Instruction: Write out all of the data exactly as it appears.

Records contained in a dataset:
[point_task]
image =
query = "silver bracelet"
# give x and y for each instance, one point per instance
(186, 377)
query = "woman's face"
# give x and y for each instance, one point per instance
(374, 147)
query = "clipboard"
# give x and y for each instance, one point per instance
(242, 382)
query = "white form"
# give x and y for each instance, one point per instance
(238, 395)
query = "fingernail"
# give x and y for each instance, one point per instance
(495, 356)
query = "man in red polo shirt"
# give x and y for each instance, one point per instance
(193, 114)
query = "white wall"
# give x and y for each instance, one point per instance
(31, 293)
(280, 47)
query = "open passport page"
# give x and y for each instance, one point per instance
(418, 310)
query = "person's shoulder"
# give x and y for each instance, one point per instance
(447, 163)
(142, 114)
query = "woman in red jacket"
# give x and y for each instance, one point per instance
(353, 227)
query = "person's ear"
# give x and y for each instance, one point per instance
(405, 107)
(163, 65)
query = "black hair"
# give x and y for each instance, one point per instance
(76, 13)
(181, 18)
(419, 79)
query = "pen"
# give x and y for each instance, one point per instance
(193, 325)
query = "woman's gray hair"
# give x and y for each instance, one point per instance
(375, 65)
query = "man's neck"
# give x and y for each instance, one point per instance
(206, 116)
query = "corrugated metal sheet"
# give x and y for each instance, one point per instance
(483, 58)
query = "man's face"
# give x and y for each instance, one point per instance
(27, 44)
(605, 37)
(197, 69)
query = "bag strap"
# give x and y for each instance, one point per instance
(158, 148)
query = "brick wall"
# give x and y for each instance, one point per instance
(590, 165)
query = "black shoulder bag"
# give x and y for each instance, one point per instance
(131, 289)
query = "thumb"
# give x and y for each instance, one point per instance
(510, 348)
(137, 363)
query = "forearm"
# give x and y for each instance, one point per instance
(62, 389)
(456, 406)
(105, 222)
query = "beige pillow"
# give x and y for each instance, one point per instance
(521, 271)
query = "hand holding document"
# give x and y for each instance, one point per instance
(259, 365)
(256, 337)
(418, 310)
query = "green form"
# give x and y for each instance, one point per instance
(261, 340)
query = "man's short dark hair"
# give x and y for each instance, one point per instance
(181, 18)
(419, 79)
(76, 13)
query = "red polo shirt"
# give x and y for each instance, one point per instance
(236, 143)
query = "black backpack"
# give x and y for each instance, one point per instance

Result of the task:
[point_task]
image =
query = "silver bracelet"
# give x and y for each instance, one point per instance
(186, 377)
query = "woman's face"
# give x and y for each instance, one point per instance
(374, 147)
query = "clipboard"
# give x and y for each instance, one point per instance
(242, 382)
query = "white form"
# give x and y for each instance, one point per instance
(238, 395)
query = "fingernail"
# give x and y for each instance, one point per instance
(495, 356)
query = "man in red polo shirt"
# give x and y for each instance, one point per instance
(193, 114)
query = "white wall"
# give x and y for each instance, one point per instance
(31, 293)
(280, 47)
query = "open passport page"
# give x and y for each instance, one point per instance
(418, 310)
query = "person's shoulder"
# give x and y for each instance, one point per instance
(447, 163)
(142, 114)
query = "woman in red jacket"
# give x and y for each instance, one point per instance
(353, 227)
query = "person's ear"
# give x and y for each instance, one point per instance
(405, 107)
(163, 65)
query = "black hair"
# give x and y for each instance, one point per instance
(76, 13)
(181, 18)
(419, 79)
query = "pen"
# give x and y for each instance, one point per instance
(193, 325)
query = "woman's gray hair"
# give x and y for each instance, one point per instance
(375, 65)
query = "man's neck"
# give x and y for each instance, one point per instance
(206, 116)
query = "corrugated metal sheet"
# give x and y for each instance, one point per instance
(483, 58)
query = "man's face"
# give x and y for each instance, one point per instance
(27, 44)
(605, 37)
(197, 69)
query = "bag strap"
# give x and y for each instance, one point per instance
(158, 148)
query = "brick wall"
# give x and y for each instance, one point per instance
(590, 165)
query = "black shoulder bag"
# give x and y for each instance, one point per instance
(131, 289)
query = "thumb"
# give x and y for each instance, one point per instance
(510, 348)
(137, 363)
query = "forearm"
# give x and y for each instance, one point per instance
(62, 389)
(456, 406)
(105, 222)
query = "beige pillow"
# give x and y for each instance, one point per instance
(521, 271)
query = "hand holding document"
# give x and y for each instance, one point per instance
(259, 365)
(256, 337)
(418, 310)
query = "green form"
# give x and y for each instance, one point per instance
(261, 340)
query = "man's short dark hair"
# give x and y for each instance, one point per instance
(181, 18)
(419, 79)
(76, 13)
query = "red polo shirt"
# give x and y for each instance, one point per instance
(236, 143)
query = "black backpack"
# give x and y for each instance, one point per instance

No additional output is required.